- _Action item_
Print exactly the lines from the one that contains "For this dataset, tag each instance of the moss" through the last line of the material, both included, and leave out all pictures.

- _Data in this exercise_

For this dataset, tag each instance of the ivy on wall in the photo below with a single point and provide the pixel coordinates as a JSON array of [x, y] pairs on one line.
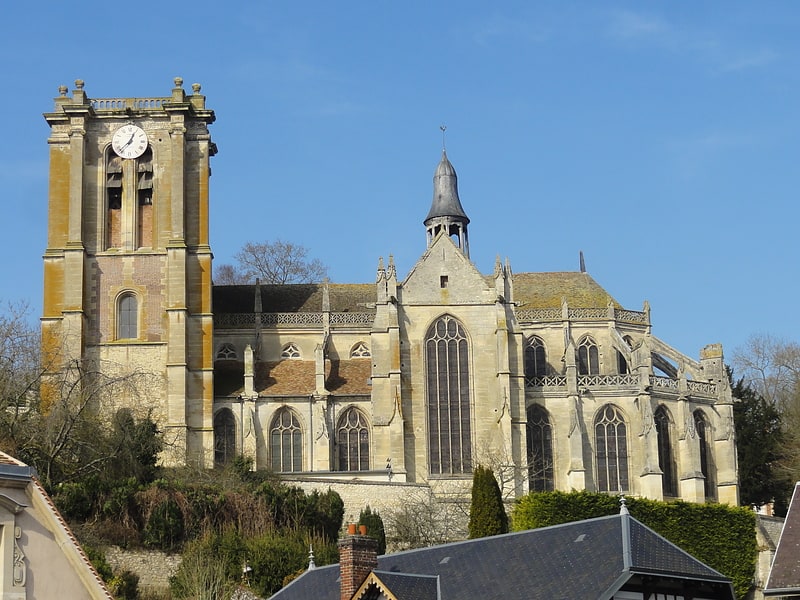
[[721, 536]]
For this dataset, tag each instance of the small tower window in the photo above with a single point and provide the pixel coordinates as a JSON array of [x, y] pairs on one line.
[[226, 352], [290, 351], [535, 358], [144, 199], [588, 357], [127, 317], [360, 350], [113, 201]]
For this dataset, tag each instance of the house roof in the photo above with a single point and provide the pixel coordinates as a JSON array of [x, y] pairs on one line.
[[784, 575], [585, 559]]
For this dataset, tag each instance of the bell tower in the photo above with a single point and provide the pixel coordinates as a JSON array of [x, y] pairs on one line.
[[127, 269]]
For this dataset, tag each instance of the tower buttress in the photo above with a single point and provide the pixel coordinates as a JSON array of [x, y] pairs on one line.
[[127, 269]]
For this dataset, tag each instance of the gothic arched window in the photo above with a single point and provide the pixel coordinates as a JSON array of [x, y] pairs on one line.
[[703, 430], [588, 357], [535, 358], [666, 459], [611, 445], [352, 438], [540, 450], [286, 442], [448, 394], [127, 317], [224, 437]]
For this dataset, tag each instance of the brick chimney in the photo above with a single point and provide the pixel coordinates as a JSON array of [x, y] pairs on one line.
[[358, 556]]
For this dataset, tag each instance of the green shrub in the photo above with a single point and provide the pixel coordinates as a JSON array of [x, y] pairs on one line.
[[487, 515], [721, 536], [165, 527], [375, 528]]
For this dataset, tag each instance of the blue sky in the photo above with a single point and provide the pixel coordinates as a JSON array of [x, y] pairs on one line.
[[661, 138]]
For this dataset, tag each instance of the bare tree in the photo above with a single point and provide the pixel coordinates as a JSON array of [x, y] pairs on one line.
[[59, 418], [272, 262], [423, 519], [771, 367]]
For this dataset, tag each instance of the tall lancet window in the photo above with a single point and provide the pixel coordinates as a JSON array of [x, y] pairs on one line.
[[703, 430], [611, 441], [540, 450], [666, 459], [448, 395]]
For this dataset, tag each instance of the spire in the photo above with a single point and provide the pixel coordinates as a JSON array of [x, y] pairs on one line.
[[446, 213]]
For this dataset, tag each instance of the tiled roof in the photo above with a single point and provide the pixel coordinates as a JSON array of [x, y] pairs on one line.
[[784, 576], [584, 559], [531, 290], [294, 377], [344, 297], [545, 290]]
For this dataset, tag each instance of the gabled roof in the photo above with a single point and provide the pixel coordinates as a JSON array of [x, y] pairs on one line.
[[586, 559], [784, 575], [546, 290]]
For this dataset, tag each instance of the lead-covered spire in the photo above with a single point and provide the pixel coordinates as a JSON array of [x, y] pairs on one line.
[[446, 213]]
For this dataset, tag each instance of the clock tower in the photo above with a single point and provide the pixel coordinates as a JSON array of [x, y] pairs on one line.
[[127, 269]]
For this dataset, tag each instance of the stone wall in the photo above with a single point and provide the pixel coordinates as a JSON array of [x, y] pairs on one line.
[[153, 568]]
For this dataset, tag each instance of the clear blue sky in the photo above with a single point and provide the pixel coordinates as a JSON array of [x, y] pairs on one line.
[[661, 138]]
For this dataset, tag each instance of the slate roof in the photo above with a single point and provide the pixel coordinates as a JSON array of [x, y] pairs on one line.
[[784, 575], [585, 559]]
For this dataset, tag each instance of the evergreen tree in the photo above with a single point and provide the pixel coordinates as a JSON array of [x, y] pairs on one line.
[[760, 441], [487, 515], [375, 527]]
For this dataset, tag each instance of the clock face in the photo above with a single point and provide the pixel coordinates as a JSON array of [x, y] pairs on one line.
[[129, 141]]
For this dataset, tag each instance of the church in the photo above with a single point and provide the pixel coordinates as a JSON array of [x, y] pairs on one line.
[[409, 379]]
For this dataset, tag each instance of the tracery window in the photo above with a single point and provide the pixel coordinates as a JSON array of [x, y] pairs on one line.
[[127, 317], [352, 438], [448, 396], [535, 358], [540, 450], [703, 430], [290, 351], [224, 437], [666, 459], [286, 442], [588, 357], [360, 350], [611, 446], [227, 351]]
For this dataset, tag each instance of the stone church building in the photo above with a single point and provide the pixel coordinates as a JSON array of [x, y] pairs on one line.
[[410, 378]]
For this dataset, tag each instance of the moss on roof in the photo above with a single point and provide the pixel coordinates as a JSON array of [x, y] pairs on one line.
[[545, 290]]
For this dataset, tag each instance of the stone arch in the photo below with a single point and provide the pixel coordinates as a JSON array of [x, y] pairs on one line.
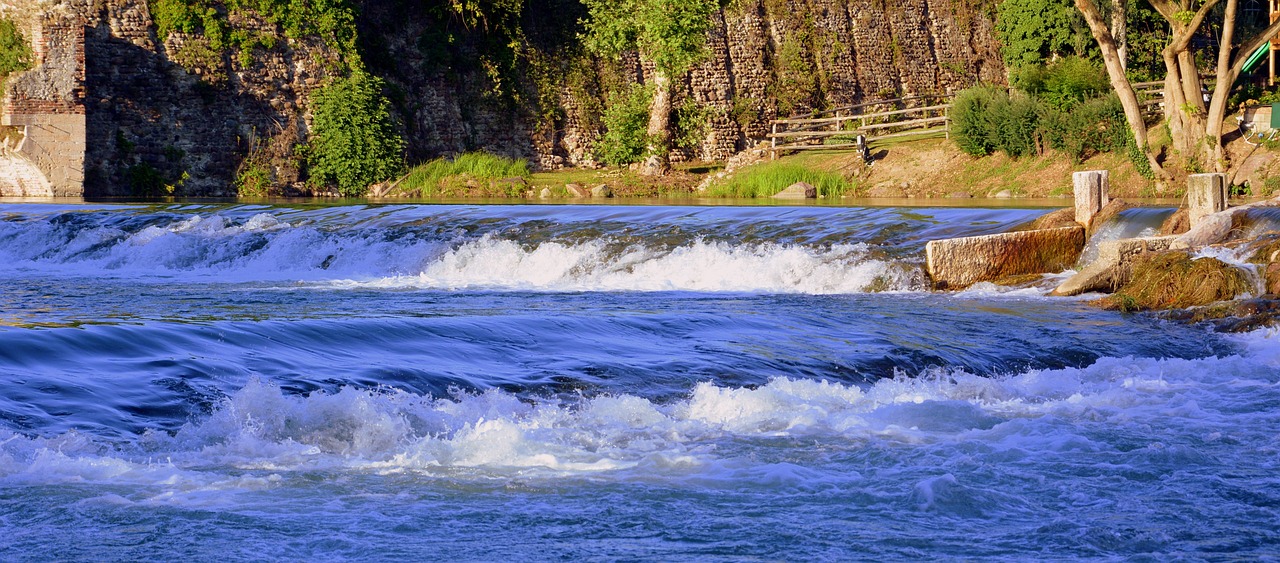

- _Answer to the problem_
For this dataset, tag each instance of the moss on roof in the photo above with a single point and provide the pixel coordinates as a JSON array of [x, y] pairs on one line.
[[545, 290]]
For this dataset, tag each instance of the stone arch in the photo below with a single point and provide the pixel coordinates as a JSON array of [x, y] pairs on one line.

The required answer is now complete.